**Goal A:** Pick out every line of the records that contains the word "window" and copy each of those lines in full. Matching is case-sensitive.

**Passage shown:**
◇ ◇ ◇ ◇ ◇ ◇ ◇
I've updated the samza-runner to match today's master branch, which is fairly green with minor flakes, and pointed this PR at that branch. So now the new test results, once you enable the ValidatesRunner tests in your pom, should be good signal.

@swegner
Copy link
Contributor

swegner commented Jan 18, 2018

Review status: all files reviewed at latest revision, 4 unresolved discussions, some commit checks failed.


a discussion (no related file):

Previously, kennknowles (Kenn Knowles) wrote…

@swegner before I merge this to a branch - plenty of time to do more - do you have any high level comments on the metrics bits?

Thanks for the heads up. Can I take a look early next week or do you need feedback sooner?


Comments from Reviewable

@rangadi
Copy link
Contributor

rangadi commented Jan 18, 2018

Review status: all files reviewed at latest revision, 4 unresolved discussions, some commit checks failed.


runners/samza/src/main/java/org/apache/beam/runners/samza/SamzaPipelineOptions.java, line 46 at r1 (raw file):

Previously, kennknowles (Kenn Knowles) wrote…

@rangadi any comment on this? I think that the way it works it that the source itself will split into the default number. Dataflow used to do this during translation, which was not a great thing. Now splittable DoFn makes it necessary to do it dynamically.

The UnboundedSource interface is somewhat similar to hadoop. split() method passes in 'desiredNumSplits' which is a hint from the runner to the source. The source can try to obey or return any number splits that makes sense for the source. Runner decides how to map those splits into its internal processing parallelism. In that sense does 'maxSourceParallism' directly influence 'desiredNumSplits'?

How it works in : Streaming applications in Dataflow: Its 'desiredNumSplits' is based on max number of cores the jobs is configured (due to autoscaling, actually number of cores might be fewer). If the source returns more splits than suggested, I think Dataflow tries to run all of the splits in parallel (need to check if there is a limit).
◇ ◇ ◇ ◇ ◇ ◇ ◇
**Goal B:** Write the next part of the review discussion about the Samza runner, starting after the last sentence shown.

**The data:**
◇ ◇ ◇ ◇ ◇ ◇ ◇
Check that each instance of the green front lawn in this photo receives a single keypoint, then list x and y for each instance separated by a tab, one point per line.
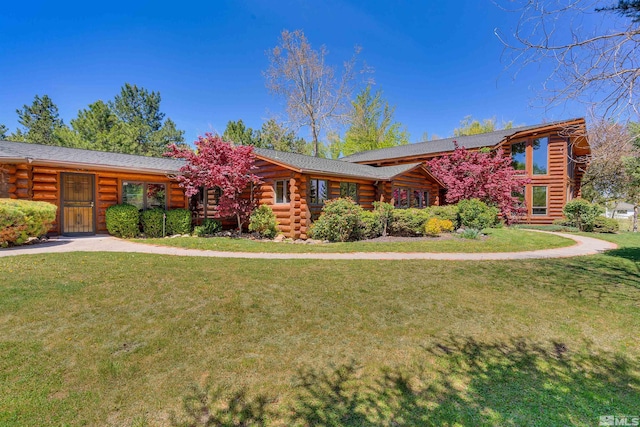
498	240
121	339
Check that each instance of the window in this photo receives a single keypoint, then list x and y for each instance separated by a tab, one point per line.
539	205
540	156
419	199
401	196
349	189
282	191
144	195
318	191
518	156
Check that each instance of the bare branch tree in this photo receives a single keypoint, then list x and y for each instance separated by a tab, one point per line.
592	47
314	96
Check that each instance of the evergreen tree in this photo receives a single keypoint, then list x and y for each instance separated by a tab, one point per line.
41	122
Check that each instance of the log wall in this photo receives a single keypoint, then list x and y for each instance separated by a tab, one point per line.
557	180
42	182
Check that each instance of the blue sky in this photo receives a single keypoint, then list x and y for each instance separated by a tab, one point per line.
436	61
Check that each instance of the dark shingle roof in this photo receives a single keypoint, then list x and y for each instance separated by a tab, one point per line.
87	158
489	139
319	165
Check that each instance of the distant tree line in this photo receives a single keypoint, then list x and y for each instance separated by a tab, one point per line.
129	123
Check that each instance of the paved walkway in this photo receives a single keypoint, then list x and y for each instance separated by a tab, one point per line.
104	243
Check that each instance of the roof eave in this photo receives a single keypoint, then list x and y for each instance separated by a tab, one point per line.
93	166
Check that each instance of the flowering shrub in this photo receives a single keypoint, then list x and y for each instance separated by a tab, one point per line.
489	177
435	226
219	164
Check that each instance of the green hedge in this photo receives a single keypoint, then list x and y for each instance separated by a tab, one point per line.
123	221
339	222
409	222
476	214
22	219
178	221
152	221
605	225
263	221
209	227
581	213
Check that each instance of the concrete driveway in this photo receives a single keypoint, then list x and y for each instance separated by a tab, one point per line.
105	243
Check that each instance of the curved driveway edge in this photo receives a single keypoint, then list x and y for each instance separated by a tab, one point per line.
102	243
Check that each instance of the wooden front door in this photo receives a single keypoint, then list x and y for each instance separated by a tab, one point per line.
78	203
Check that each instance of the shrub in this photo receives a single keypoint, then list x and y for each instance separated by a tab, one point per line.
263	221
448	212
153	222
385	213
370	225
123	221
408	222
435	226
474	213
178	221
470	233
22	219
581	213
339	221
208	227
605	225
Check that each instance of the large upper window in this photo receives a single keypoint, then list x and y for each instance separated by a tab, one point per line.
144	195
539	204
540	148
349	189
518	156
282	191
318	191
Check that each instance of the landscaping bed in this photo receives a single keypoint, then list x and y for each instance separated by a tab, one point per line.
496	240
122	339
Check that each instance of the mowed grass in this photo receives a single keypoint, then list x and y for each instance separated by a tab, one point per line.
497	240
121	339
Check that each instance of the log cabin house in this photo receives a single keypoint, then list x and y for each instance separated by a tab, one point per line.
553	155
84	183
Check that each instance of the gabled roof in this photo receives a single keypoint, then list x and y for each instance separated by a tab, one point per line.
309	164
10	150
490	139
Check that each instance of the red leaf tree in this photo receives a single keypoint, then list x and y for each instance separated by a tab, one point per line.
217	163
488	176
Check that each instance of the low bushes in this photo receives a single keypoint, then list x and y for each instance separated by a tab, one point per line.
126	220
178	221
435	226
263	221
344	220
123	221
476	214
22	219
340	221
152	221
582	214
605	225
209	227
◇ ◇ ◇ ◇ ◇ ◇ ◇
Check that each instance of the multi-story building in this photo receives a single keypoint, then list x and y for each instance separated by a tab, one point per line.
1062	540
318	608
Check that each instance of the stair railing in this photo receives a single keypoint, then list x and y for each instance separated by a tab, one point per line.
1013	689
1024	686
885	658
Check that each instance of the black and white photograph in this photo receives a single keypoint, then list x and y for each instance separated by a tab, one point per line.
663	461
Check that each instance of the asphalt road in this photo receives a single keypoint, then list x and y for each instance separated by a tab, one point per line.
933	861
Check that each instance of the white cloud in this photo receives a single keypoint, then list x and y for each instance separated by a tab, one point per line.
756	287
◇ ◇ ◇ ◇ ◇ ◇ ◇
**Task output A:**
Check that each instance of the window in this photo receives a single keypoint, then list x and y for each instance separated by a tab, one point per line.
Check that each instance of the large upper window in this photo receives a single keypoint, then list x and y for each instance separated by a tab, one point per line.

**Task output B:**
Comments from Reviewable

@kennknowles
Copy link
Member

The master branch has now switched to allowing Java 8, so you can move this out of the java8 profile in the pom.xml

@xinyuiscool
Copy link
Contributor Author

Rebased with master and samza is with all the other runners in pom.xml.


Review status: all files reviewed at latest revision, 4 unresolved discussions, some commit checks failed.


runners/samza/.gitignore, line 1 at r1 (raw file):

Previously, kennknowles (Kenn Knowles) wrote…

Perhaps SamzaPipelineOptions is a good place to manage this and set it up to be a tmpdir in local tests?

I agree, let me put up some changes for it.


runners/samza/pom.xml, line 40 at r2 (raw file):

Previously, kennknowles (Kenn Knowles) wrote…

While it is on a feature branch, let's set this to true

Sure, just committed the change.


runners/samza/src/main/java/org/apache/beam/runners/samza/SamzaPipelineOptions.java, line 46 at r1 (raw file):

Previously, rangadi (Raghu Angadi) wrote…

The UnboundedSource interface is somewhat similar to hadoop. split() method passes in 'desiredNumSplits' which is a hint from the runner to the source. The source can try to obey or return any number splits that makes sense for the source. Runner decides how to map those splits into its internal processing parallelism. In that sense does 'maxSourceParallism' directly influence 'desiredNumSplits'?

How it works in : Streaming applications in Dataflow: Its 'desiredNumSplits' is based on max number of cores the jobs is configured (due to autoscaling, actually number of cores might be fewer). If the source returns more splits than suggested, I think Dataflow tries to run all of the splits in parallel (need to check if there is a limit).

@rangadi you're right about maxSourceParallism, which is used to set the "desiredNumSplits" so the splits are bounded by this number. In samza, this will decide the number of tasks for a job.

What I was saying (I think Kenneth meant the same) is that it'll be super nice that BEAM provides an API for the source to split into a default number, like the number of partitions in Kafka. So as a user, he doesn't need to bother finding out the number of each input kafka topic parittions when he runs the job. For LinkedIn, this is very valuable since a Kafka topic might have different partitions in different fabrics, so a default will be very helpful to the users. That's also the behavior in Samza today if the user doesn't provide a customized grouper of partitions: each partition becomes a task (or a split in this case).


Comments from Reviewable

@rangadi
Copy link
Contributor

rangadi commented Jan 25, 2018

Review status: 0 of 77 files reviewed at latest revision, 4 unresolved discussions, some commit checks failed.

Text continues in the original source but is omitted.